### Goal of the exercise
Locate every line in the records below that holds the word "photo" and return each one.

START Given records

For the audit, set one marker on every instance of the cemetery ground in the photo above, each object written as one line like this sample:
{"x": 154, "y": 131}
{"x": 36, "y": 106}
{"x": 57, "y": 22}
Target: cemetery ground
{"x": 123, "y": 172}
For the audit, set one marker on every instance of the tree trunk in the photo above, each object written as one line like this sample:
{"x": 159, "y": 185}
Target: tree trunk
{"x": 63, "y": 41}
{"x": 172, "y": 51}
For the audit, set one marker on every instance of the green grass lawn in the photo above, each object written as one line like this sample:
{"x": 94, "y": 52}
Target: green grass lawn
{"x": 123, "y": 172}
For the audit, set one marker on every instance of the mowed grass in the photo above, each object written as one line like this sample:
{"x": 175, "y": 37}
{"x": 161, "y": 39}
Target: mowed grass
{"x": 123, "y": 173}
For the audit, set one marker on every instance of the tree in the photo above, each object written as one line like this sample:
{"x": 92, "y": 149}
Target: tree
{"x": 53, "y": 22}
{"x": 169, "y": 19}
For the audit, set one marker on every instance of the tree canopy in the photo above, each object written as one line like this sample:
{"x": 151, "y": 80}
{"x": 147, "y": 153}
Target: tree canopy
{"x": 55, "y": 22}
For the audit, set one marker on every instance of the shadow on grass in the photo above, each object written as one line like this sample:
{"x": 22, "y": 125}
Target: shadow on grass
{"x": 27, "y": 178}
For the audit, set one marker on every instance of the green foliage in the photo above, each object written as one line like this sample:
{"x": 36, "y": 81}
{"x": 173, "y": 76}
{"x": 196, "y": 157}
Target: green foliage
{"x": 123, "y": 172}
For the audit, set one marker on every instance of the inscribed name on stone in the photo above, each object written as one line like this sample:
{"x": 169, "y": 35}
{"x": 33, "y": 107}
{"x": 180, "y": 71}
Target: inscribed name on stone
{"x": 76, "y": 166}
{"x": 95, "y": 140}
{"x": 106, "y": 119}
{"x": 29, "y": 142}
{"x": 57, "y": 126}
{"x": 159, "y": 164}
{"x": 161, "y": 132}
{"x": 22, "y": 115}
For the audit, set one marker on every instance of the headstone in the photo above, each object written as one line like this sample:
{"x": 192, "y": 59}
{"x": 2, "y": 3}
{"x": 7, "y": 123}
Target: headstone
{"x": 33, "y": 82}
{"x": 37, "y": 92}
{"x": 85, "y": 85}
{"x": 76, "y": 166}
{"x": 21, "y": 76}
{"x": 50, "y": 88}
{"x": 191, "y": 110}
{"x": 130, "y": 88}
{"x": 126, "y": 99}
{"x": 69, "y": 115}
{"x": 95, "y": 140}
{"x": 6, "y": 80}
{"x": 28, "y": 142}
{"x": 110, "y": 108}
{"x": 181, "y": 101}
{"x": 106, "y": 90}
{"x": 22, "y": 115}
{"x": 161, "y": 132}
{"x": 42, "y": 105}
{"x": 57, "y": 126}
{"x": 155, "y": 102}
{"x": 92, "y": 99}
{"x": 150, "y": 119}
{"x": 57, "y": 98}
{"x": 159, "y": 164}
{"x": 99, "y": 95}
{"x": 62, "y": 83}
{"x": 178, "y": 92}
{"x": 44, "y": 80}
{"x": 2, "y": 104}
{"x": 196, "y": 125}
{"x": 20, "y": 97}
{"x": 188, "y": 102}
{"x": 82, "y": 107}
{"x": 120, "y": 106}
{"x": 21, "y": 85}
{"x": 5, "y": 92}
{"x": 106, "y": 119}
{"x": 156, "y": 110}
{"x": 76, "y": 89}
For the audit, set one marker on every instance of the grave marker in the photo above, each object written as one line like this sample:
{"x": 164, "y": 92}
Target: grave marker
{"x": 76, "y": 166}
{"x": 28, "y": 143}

END Given records

### Written answer
For the audit, set one marker on every instance of the cemetery ground in the photo above, each object written as one line like this sample:
For the audit, set one marker on every instance of the tree trunk in the photo above, each object written as one line like this sample:
For the audit, set one marker on every instance of the green grass lawn in the photo above, each object written as one line like this sample:
For the audit, set one marker on every instance of the mowed grass in the photo above, each object written as one line like this sample:
For the audit, set one marker on every instance of the tree in the photo above, each object written as one line like this sample:
For the audit, set one marker on every instance of the tree canopy in the photo above, each object written as one line like this sample:
For the audit, set one marker on every instance of the shadow on grass in the photo above, each object written as one line like this sample:
For the audit, set one marker on every instance of the green foliage in the photo above, each object written as one line like this sample:
For the audit, set one marker on every instance of the inscribed name on stone in the photo above, each object written as one line like this sample:
For the audit, set one marker on every instance of the headstone in the photo above, each object written as one line like this sample:
For the audit, set one marker on every instance of the grave marker in the photo above, each object written as one line like this sample:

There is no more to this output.